Start of SOURCE PASSAGE

For 4 years, he said he was in pain. Then they found the surgeon’s tool
A Connecticut Army veteran alleges that a surgeon left a surgical instrument in his abdomen during a 2013 operation at a Veterans Administration hospital, and the object remained there for nearly four years, despite his complaints of pain, according to a federal lawsuit.
Glenford Turner, 61, who spent at least 20 years in the Army before being honorably discharged, had his cancerous prostate removed in robot-assisted laparoscopic surgery at VA Connecticut Healthcare System, West Haven Campus, said his lawyer, Joel Faxon.
The surgery took about five hours instead of the hour it should have taken, and afterward there was no X-ray performed to ensure that no surgical materials had been left behind — a standard measure after surgery, Faxon said in a phone interview Monday.
The object, lying between Turner’s bladder and rectum, was not removed until April 2017, after Turner “experienced severe abdominal pain” during a March 2017 MRI, according to court documents. An X-ray taken in 2017 and included in the court filing shows what appears to be a scalpel.
A Department of Veterans Affairs spokesman, Curt Cashour, said in an e-mail that the “VA does not typically comment on pending litigation.”
Turner was traveling and unavailable for an interview on Monday, Faxon said. The attorney expressed shock at the case.
“I don’t know how the man is still alive, frankly, because [the instrument] could have pierced the bowel, it could have pierced the intestines, it could have pierced the stomach,” Faxon said. “There are a lot of sensitive parts in the lower abdomen.”
He said Turner was deeply upset after learning he had carried the instrument inside his body for years.
“He’s apoplectic over the whole thing,” Faxon said. “He’s been going to the doctor for four years, and he’s been having this pain, and they’ve sort of blown him off.”
So far, Turner has had no infections diagnosed and is “getting along OK,” Faxon said, but he is concerned there could be long-term damage.
Faxon said that before pursuing the lawsuit, he and Turner had filed an administrative claim, as the law requires, and had expected a quick resolution.
“I said this is the easiest case in the history of the world for the government to pay, because they know they screwed up,” he said.
But the VA, according to Faxon, responded that it did not have enough personnel available to investigate Turner’s claim, which perplexed him.
“You have an administration run by Donald J. Trump, who claims to be a friend of the veteran,” Faxon said. “And the veteran is then completely blown off by the government, forcing us to file this lawsuit and go through this process that’s completely unnecessary.”

End of SOURCE PASSAGE
Start of LISTED ENTRIES

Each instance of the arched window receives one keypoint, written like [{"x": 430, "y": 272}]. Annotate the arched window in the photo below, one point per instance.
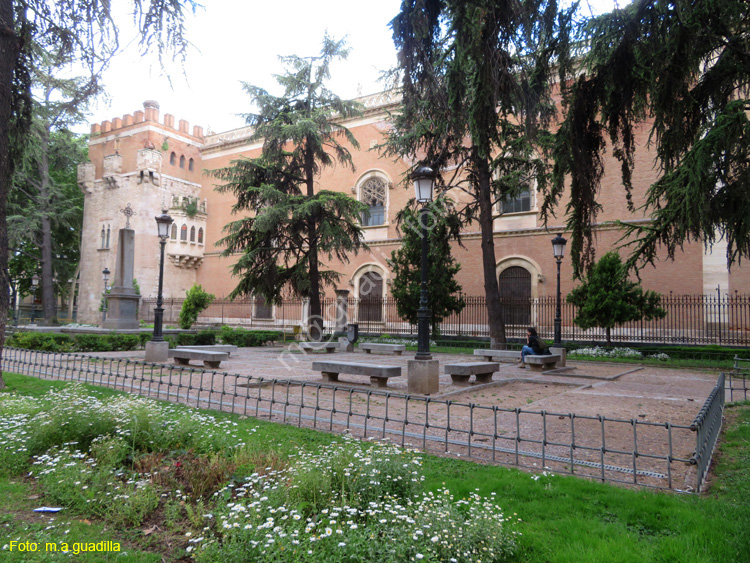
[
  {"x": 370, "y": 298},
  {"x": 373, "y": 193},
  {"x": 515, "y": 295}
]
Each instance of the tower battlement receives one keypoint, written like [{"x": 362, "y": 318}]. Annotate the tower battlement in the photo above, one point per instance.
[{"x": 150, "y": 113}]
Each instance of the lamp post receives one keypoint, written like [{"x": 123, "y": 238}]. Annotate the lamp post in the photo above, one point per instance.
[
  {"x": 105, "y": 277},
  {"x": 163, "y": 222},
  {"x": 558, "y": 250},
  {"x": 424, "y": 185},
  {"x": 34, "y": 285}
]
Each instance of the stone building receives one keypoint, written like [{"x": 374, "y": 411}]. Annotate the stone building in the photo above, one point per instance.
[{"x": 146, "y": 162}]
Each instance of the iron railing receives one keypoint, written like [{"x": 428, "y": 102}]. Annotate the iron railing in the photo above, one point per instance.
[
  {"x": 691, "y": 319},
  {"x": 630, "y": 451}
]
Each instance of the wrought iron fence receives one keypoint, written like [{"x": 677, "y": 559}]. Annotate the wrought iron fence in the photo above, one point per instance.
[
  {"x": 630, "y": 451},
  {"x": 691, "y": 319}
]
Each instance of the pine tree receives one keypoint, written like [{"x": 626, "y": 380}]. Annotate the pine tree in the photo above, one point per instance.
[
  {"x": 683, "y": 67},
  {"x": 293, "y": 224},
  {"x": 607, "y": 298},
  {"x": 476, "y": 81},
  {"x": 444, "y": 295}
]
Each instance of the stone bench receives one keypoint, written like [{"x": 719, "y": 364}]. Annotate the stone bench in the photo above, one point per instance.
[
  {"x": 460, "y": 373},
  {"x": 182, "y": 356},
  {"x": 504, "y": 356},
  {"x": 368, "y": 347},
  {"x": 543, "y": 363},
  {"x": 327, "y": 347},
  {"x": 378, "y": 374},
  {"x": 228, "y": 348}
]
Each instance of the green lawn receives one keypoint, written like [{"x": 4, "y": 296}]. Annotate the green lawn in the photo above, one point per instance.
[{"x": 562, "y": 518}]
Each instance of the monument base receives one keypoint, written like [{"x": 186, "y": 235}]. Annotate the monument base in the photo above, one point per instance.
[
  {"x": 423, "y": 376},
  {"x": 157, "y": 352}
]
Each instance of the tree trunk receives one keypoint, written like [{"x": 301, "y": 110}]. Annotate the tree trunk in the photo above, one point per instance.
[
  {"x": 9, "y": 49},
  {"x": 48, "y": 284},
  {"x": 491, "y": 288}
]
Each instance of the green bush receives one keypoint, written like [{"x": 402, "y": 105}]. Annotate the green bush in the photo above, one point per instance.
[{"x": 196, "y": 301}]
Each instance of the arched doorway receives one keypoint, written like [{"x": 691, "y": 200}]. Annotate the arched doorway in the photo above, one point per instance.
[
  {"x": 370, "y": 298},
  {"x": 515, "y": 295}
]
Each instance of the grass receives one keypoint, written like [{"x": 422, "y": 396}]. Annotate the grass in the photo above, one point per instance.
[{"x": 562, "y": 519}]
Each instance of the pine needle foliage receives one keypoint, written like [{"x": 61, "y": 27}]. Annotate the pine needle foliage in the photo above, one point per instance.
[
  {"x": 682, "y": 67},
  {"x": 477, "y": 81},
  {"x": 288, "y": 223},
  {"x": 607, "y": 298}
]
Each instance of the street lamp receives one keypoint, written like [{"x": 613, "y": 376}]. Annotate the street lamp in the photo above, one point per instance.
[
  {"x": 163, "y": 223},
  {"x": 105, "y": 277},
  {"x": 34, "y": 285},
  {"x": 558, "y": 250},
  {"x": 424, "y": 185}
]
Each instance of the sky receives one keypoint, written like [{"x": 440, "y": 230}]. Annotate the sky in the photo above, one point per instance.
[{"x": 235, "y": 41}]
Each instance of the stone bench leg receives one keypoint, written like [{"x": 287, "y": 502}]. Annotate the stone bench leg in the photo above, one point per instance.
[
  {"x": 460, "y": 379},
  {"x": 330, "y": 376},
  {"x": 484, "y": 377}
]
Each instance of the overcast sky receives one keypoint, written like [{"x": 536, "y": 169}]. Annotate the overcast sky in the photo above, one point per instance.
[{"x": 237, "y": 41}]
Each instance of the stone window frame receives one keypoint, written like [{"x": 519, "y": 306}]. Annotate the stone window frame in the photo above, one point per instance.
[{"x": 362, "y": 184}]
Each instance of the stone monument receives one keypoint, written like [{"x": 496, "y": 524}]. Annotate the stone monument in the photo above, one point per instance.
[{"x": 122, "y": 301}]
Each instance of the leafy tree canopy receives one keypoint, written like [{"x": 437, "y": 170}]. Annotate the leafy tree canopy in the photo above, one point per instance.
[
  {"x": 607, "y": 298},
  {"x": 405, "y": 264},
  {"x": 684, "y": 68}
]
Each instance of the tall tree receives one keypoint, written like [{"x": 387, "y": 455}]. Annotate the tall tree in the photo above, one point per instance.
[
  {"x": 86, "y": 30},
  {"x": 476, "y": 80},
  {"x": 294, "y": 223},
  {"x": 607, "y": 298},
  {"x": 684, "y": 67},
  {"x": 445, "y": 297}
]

End of LISTED ENTRIES

ACTIVITIES
a) Decide whether each statement agrees with the veteran's surgery article. Answer yes or no, and quote the words from the article that decide it.
(i) The operation lasted about five hours.
(ii) An X-ray was taken after the 2013 surgery to check for surgical materials left behind.
(iii) Turner has been diagnosed with infections.
b) List every person named in the veteran's surgery article.

SOLUTIONS FOR EACH TASK
a)
(i) Yes: "The surgery took about five hours instead of the hour it should have taken"
(ii) No: "afterward there was no X-ray performed to ensure that no surgical materials had been left behind"
(iii) No: "So far, Turner has had no infections diagnosed"

b)
Glenford Turner
Joel Faxon
Curt Cashour
Donald J. Trump